───── Líneas de datos
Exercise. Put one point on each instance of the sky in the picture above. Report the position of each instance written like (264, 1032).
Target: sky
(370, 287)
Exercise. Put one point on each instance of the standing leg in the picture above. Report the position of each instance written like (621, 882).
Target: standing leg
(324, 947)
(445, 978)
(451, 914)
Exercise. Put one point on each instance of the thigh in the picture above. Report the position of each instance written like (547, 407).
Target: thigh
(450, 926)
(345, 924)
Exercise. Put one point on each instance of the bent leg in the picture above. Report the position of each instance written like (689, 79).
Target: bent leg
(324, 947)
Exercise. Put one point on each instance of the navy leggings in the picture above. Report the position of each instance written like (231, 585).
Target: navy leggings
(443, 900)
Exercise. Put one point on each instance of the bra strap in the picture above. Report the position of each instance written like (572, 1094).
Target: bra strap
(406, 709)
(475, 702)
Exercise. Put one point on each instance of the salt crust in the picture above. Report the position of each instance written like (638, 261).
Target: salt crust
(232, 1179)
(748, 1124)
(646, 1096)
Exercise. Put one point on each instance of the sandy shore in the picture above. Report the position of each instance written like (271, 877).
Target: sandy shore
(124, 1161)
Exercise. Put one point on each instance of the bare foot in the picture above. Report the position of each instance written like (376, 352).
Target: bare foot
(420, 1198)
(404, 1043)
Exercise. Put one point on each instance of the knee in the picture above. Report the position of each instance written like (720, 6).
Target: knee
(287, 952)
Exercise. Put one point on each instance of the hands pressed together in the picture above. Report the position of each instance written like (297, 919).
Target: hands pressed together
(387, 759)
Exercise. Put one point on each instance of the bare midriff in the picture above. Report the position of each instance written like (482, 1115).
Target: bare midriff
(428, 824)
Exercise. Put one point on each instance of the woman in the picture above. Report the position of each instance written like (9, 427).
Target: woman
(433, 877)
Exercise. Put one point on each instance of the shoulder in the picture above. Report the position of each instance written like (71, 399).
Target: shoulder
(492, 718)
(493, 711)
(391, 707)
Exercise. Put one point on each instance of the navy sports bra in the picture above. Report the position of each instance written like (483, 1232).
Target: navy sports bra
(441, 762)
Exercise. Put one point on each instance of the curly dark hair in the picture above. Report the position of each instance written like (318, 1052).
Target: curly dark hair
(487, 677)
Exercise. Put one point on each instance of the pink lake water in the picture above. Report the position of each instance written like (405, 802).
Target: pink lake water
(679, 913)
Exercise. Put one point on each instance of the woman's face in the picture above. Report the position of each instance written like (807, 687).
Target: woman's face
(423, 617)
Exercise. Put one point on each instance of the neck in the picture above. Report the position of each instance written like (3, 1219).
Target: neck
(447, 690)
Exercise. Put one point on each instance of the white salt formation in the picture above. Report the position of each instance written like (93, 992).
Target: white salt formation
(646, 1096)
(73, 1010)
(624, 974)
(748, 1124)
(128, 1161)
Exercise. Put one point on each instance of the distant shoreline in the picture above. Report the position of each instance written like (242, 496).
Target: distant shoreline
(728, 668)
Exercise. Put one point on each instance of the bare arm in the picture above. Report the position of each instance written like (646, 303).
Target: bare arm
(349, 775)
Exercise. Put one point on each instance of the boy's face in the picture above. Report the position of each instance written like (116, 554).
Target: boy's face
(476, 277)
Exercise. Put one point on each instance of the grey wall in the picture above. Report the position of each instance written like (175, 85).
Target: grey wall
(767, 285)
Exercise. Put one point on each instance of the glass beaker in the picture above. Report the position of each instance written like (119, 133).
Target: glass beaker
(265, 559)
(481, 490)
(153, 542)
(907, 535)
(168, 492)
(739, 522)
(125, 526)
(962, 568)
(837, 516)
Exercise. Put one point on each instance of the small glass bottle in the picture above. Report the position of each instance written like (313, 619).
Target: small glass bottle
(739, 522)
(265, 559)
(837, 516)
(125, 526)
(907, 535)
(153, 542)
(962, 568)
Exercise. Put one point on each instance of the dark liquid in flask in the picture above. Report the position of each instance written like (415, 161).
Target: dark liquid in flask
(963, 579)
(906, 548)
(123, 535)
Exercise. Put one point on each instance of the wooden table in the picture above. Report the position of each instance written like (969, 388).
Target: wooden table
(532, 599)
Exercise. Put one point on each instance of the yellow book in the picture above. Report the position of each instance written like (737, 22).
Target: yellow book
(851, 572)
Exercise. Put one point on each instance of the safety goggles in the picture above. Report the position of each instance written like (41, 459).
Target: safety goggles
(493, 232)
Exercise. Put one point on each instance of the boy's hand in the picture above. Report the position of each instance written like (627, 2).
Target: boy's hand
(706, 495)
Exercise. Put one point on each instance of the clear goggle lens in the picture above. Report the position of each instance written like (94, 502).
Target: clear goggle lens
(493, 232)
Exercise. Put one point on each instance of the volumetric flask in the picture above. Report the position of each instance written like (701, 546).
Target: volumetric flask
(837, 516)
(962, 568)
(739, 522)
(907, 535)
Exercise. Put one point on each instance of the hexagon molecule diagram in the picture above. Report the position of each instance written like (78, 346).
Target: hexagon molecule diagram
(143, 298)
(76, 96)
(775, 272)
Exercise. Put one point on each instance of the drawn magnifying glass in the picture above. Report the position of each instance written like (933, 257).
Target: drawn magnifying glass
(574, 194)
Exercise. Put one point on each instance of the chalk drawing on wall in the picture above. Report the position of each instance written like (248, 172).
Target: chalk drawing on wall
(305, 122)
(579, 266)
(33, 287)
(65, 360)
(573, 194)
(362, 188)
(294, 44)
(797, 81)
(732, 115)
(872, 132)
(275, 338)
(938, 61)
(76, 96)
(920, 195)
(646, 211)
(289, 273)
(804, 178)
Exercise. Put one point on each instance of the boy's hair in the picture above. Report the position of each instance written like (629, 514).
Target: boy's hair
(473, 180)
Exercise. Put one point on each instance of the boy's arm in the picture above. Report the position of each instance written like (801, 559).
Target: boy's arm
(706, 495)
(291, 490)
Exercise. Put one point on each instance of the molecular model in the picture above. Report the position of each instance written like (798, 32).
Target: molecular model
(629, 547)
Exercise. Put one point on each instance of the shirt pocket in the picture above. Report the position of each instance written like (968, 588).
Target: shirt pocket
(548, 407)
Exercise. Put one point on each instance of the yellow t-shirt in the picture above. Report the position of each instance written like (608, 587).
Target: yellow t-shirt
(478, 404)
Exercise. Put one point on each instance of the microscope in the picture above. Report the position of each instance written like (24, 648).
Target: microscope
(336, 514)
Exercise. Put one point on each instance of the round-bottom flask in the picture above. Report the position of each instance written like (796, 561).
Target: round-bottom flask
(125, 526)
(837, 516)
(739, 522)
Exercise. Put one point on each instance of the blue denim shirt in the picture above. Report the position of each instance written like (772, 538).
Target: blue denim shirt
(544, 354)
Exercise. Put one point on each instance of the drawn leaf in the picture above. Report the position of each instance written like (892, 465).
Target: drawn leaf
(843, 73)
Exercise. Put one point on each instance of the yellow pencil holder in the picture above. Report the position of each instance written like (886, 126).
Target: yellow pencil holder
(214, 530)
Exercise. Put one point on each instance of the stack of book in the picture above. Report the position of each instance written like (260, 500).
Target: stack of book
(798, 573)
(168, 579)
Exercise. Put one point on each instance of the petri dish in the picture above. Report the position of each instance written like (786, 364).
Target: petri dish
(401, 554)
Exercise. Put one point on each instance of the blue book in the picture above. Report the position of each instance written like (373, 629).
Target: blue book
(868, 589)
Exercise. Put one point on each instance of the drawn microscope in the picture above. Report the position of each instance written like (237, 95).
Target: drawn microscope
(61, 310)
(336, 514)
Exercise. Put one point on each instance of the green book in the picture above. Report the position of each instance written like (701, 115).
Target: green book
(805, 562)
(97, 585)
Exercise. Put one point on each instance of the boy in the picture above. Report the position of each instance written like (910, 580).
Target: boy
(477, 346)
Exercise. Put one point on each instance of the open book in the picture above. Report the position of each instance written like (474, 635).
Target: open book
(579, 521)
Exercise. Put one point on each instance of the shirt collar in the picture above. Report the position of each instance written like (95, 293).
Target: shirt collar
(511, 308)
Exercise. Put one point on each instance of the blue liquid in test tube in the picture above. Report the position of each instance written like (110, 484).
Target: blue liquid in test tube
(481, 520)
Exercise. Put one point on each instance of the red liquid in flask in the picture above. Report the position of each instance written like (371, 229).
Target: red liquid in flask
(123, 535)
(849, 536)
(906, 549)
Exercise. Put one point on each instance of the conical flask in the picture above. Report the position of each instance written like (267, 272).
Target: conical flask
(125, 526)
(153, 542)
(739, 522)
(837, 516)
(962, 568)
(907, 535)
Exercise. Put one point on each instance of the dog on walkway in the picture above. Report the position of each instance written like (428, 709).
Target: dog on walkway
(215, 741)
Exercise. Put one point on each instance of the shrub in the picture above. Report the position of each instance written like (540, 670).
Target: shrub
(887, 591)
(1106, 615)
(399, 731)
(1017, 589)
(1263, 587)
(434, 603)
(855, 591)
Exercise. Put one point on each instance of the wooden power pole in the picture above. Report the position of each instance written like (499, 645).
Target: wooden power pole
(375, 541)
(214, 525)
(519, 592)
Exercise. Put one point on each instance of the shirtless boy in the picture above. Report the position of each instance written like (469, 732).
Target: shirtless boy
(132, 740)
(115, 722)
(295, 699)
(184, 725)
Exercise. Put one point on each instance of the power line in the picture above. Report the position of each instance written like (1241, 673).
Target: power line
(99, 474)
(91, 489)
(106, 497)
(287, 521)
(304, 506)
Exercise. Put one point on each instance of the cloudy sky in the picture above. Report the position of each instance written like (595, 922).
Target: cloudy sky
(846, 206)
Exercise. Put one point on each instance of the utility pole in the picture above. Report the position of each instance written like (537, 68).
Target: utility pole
──────────
▶ **Instrucciones de la tarea**: Dispón como una lista JSON de cadenas, una por línea y sin las líneas en blanco, las líneas del material que van desde la que contiene "Exercise. Put one point on each instance of the shrub" hasta el final del material, incluidas la primera y la última.

▶ **Solución del ejercicio**:
[
  "Exercise. Put one point on each instance of the shrub in the picture above. Report the position of each instance written like (540, 670).",
  "Target: shrub",
  "(887, 591)",
  "(1106, 615)",
  "(399, 731)",
  "(1017, 589)",
  "(1263, 587)",
  "(434, 603)",
  "(855, 591)",
  "Exercise. Put one point on each instance of the wooden power pole in the picture above. Report the position of each instance written like (499, 645).",
  "Target: wooden power pole",
  "(375, 541)",
  "(214, 525)",
  "(519, 592)",
  "Exercise. Put one point on each instance of the shirtless boy in the picture above. Report the position of each instance written like (469, 732).",
  "Target: shirtless boy",
  "(132, 740)",
  "(115, 722)",
  "(295, 699)",
  "(184, 725)",
  "Exercise. Put one point on each instance of the power line in the picture above. Report the position of each instance written like (1241, 673).",
  "Target: power line",
  "(99, 474)",
  "(91, 489)",
  "(106, 497)",
  "(287, 521)",
  "(304, 506)",
  "Exercise. Put one point on each instance of the cloudy sky in the picture above. Report the position of each instance written like (595, 922).",
  "Target: cloudy sky",
  "(846, 206)",
  "Exercise. Put one point on each instance of the utility pole in the picture above. Report the position of each instance written like (537, 68).",
  "Target: utility pole"
]